List every line in the records below that contains the string "roadside", treating uppercase and lowercase letters as different.

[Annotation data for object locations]
········

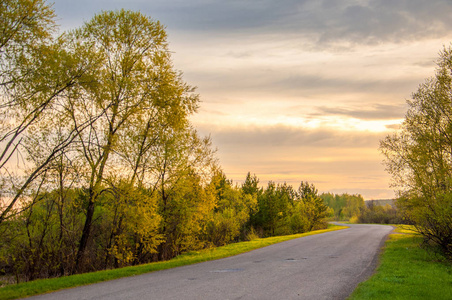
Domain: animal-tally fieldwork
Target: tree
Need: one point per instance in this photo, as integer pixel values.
(419, 156)
(35, 71)
(315, 209)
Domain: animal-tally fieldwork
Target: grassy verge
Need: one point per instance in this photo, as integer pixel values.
(407, 271)
(48, 285)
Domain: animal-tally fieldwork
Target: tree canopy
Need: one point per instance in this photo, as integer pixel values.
(419, 156)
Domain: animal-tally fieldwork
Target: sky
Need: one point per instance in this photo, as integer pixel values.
(297, 90)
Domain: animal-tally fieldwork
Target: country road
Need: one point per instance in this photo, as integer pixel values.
(323, 266)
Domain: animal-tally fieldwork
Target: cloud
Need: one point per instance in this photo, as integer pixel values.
(326, 21)
(282, 136)
(371, 112)
(358, 21)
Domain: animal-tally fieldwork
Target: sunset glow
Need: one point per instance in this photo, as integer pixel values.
(298, 90)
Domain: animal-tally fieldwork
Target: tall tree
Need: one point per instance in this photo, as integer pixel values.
(419, 156)
(35, 71)
(135, 82)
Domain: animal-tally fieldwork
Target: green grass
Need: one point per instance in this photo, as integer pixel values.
(48, 285)
(407, 271)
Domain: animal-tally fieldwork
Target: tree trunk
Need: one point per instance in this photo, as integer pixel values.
(85, 236)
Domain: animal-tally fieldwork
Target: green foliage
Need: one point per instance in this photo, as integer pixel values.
(345, 206)
(115, 173)
(378, 214)
(47, 285)
(407, 271)
(419, 157)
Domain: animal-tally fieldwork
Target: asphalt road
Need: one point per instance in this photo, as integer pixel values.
(323, 266)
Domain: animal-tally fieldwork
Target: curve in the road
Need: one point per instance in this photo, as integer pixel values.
(323, 266)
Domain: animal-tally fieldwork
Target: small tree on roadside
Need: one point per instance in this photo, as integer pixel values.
(419, 157)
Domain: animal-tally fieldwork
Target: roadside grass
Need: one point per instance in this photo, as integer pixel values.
(53, 284)
(407, 271)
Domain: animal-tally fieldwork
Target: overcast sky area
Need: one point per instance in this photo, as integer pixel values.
(297, 90)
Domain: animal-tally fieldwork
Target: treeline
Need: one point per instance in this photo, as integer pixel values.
(100, 165)
(353, 208)
(133, 225)
(419, 157)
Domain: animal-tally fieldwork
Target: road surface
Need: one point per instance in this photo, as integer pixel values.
(323, 266)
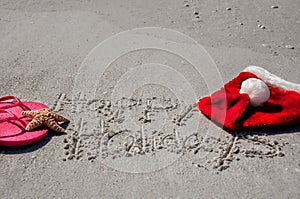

········

* **Written solution**:
Target: small tree on roadside
Target: roadside grass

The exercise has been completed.